Directive: Render every line of the entries below as a numbered list, skipping blank lines and leaving out the pictures.

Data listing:
— START —

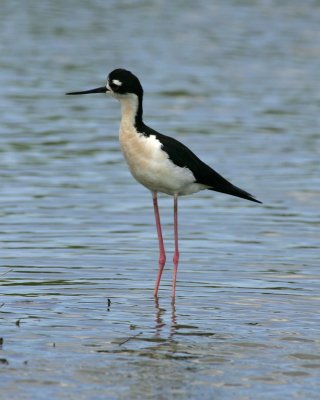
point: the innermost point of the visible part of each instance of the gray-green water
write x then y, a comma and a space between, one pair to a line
237, 81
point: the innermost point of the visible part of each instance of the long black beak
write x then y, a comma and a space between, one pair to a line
102, 89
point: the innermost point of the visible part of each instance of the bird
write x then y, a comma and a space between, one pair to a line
159, 162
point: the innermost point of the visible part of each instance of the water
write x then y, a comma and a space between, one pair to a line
237, 82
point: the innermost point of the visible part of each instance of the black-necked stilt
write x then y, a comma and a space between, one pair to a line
159, 162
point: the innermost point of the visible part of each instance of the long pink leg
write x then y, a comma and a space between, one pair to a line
162, 254
176, 247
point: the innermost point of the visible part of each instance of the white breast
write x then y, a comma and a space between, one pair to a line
148, 163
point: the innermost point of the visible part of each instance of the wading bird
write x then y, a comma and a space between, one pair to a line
159, 162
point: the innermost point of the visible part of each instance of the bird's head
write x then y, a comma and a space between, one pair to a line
121, 83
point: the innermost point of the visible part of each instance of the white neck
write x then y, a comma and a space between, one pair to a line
129, 107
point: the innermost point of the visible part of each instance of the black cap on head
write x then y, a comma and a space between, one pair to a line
122, 81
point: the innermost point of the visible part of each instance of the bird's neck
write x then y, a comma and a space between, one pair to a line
131, 111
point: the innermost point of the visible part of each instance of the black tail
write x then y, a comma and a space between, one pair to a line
234, 191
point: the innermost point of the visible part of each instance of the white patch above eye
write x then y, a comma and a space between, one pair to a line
116, 82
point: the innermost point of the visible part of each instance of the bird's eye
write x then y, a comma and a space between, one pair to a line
114, 87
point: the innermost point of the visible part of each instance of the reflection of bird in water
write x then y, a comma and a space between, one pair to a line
160, 324
159, 162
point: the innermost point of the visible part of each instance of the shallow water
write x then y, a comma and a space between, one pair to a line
236, 82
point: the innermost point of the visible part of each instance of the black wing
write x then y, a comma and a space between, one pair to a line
180, 155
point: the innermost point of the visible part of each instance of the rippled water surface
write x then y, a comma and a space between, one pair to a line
237, 81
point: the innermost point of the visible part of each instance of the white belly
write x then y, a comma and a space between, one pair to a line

— END —

The reply:
1. point: the innermost point of the visible part of each instance of the gray-green water
2. write x then y, a comma and a space between, one pair to a line
3. 237, 81
4. point: the innermost point of the visible part of each instance of the long black beak
5. write x then y, a comma and a space between, one pair to a line
6. 102, 89
7. point: the innermost point of the visible part of each instance of the bird
8. write x then y, a comma and a space between, one pair to a line
9. 159, 162
10. point: the innermost point of the visible part of each instance of the water
11. write x then y, a comma and a space between, one pair to a line
12. 237, 82
13. point: the innermost point of the visible part of each instance of the black-necked stilt
14. write x then y, a comma and a space between, one pair to a line
15. 159, 162
16. point: the innermost point of the visible part of each instance of the long pink leg
17. write x then y, a comma and a space between, one pair to a line
18. 162, 254
19. 176, 247
20. point: the innermost point of the visible part of each instance of the white breast
21. write x then y, a comma and a space between, one pair to a line
22. 148, 163
23. point: the innermost point of the visible part of each instance of the wading bird
24. write x then y, a comma and a space between, one pair to a line
25. 159, 162
26. point: the innermost point of the visible part of each instance of the bird's head
27. write x then y, a comma and a space between, one pair to a line
28. 121, 83
29. point: the innermost point of the visible part of each instance of the white neck
30. write x then y, a comma and a space between, one pair to a line
31. 129, 107
32. point: the innermost point of the visible part of each instance of the black cap on head
33. write x then y, a comma and a space between, one pair to a line
34. 122, 81
35. point: the innermost point of the visible part of each instance of the bird's neck
36. write x then y, a comma and a space between, one pair to a line
37. 131, 111
38. point: the innermost point of the visible part of each instance of the black tail
39. write x then y, a comma and a space between, one pair to a line
40. 234, 191
41. point: the innermost point of the visible part of each instance of the white patch above eye
42. write x then y, a comma and a space between, one pair to a line
43. 116, 82
44. point: the innermost point of the visible part of each instance of the bird's eye
45. write x then y, a comma and a space between, one pair to a line
46. 114, 87
47. point: the innermost point of the visible part of each instance of the reflection of bird in water
48. write x then y, a comma and a space between, one pair to a line
49. 160, 324
50. 159, 162
51. point: the innermost point of the visible part of each instance of the shallow water
52. write x then y, a comma and a space between, one pair to a line
53. 236, 82
54. point: the innermost point of the visible part of each instance of the black wing
55. write x then y, a comma and a space between, one pair to a line
56. 180, 155
57. point: the innermost point of the visible part of each instance of the rippled water surface
58. write x then y, a comma and a space between, one pair to a line
59. 237, 81
60. point: the innermost point of the visible part of each instance of the white belly
61. write x then y, a comma and a space between, one pair to a line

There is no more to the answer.